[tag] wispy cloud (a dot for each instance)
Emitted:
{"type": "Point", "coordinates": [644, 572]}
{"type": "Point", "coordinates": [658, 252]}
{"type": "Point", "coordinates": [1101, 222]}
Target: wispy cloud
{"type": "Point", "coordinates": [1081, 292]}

* * *

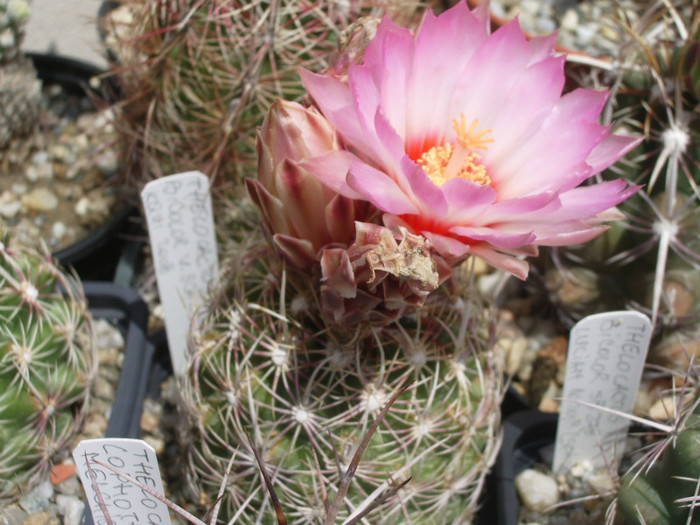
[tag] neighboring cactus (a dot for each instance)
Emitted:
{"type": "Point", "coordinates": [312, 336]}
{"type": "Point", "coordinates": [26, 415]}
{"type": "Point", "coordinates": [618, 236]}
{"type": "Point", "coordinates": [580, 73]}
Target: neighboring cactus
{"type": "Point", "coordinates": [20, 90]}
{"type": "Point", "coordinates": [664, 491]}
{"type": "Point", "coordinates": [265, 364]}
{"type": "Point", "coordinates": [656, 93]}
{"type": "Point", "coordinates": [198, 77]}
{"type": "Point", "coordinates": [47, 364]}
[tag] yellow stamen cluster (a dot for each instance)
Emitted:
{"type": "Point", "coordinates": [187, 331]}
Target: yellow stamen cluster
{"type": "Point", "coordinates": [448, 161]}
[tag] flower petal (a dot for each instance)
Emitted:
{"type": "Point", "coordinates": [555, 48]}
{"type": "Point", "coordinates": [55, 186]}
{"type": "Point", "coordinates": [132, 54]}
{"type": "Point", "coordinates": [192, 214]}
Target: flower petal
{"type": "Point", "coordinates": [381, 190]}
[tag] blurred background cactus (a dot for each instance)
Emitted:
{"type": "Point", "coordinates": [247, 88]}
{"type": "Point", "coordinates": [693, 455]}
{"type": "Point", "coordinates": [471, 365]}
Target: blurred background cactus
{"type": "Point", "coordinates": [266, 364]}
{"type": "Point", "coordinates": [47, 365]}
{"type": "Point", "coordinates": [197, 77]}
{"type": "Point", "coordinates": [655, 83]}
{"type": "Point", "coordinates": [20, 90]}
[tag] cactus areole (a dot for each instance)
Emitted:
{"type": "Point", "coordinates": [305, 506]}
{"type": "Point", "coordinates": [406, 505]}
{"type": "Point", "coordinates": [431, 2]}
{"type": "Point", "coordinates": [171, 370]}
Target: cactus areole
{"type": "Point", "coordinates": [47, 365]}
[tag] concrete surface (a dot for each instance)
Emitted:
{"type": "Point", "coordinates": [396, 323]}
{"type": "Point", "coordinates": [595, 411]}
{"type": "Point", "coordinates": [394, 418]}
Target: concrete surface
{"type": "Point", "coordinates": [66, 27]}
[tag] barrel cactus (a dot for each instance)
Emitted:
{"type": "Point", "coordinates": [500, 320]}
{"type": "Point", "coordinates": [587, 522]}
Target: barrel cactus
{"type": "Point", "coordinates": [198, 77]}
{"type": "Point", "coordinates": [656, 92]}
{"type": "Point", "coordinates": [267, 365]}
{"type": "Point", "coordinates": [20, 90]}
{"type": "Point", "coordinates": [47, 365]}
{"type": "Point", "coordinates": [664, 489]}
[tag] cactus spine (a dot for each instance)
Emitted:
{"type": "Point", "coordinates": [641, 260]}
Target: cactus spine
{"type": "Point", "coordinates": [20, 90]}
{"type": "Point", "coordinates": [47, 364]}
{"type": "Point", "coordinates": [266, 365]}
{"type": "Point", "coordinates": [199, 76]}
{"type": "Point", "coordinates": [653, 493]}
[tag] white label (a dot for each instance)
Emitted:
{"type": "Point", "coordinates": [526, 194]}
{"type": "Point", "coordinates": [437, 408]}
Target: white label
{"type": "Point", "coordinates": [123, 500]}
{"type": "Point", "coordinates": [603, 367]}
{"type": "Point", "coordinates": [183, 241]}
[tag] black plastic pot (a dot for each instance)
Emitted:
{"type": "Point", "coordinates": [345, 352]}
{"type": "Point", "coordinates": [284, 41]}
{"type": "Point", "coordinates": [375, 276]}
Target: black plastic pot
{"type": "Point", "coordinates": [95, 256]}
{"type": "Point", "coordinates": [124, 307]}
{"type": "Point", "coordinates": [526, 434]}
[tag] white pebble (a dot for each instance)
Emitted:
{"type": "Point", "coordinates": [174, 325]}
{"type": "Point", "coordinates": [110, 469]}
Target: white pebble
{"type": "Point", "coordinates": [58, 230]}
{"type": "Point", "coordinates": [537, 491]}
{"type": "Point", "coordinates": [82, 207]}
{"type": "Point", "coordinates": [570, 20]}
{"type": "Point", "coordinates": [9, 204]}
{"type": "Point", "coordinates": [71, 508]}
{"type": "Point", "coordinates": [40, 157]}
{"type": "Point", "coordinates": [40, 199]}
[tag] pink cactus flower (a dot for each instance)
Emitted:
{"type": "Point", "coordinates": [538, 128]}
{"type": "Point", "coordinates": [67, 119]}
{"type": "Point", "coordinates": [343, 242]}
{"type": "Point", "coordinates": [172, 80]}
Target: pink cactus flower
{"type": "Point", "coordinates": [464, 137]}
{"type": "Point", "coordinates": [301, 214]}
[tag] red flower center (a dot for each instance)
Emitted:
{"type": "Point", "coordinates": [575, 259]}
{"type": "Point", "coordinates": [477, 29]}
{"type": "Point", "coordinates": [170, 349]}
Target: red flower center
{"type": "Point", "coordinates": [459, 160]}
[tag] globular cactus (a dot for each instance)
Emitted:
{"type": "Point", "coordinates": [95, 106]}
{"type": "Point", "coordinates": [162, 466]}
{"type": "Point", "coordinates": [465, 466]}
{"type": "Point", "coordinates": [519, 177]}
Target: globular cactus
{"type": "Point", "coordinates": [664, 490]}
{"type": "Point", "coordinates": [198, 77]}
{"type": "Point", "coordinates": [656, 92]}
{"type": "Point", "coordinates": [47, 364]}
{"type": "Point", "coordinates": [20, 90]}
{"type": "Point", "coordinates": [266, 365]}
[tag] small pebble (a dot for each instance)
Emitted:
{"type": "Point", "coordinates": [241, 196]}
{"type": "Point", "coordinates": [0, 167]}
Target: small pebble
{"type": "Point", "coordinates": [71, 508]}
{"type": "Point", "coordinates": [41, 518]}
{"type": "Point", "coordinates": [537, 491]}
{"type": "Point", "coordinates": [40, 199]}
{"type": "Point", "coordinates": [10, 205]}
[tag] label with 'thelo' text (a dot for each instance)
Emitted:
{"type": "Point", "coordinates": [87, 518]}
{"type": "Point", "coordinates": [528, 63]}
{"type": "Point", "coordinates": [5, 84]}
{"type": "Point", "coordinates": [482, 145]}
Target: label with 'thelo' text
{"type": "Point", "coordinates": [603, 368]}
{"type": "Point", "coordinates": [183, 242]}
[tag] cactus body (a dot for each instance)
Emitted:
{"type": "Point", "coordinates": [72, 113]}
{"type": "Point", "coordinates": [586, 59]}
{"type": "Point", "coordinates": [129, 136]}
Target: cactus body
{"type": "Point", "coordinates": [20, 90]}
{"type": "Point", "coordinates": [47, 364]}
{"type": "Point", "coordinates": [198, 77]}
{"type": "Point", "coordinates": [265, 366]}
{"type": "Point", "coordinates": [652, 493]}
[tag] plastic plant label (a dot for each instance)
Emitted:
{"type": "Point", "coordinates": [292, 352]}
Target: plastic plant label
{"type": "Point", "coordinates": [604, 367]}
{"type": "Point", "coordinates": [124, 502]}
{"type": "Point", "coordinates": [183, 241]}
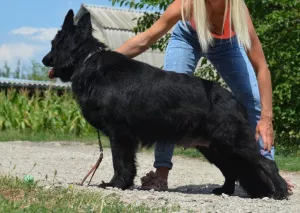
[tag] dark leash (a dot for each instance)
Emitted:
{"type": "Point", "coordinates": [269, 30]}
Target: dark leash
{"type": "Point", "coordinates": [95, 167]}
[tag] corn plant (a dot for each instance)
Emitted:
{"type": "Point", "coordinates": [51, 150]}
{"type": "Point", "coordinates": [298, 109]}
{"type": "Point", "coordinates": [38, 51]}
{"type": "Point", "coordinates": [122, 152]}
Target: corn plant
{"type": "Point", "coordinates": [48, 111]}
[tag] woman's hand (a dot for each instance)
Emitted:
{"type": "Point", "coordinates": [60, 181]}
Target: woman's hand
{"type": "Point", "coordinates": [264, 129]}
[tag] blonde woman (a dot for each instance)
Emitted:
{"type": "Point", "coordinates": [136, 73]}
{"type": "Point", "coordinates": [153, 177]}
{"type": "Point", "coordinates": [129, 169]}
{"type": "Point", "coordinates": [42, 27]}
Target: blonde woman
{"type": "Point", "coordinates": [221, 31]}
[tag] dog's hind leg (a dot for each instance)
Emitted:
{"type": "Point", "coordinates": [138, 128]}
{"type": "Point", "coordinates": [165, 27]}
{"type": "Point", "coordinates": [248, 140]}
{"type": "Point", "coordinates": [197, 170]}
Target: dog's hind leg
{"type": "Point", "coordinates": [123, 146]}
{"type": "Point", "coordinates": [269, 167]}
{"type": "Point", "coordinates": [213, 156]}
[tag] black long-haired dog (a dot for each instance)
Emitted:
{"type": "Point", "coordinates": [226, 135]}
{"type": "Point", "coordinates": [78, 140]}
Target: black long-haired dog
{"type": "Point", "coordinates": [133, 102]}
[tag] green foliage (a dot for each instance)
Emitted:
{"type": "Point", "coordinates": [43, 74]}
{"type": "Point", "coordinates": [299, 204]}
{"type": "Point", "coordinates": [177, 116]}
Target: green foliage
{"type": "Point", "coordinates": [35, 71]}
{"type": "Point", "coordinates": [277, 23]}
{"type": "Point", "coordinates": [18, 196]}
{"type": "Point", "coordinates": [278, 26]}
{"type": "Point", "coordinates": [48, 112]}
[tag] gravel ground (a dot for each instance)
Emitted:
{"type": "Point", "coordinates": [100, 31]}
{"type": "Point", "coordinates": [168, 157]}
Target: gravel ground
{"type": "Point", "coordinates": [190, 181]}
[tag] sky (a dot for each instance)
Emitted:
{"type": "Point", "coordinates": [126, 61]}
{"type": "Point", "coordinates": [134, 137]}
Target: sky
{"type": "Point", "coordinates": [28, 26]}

**PROBLEM TO SOLVE**
Report every line in the rows above that contains the word "cluster".

**WORKED ANSWER**
[tag] yellow stamen cluster (a dot for each instance)
Target: yellow stamen cluster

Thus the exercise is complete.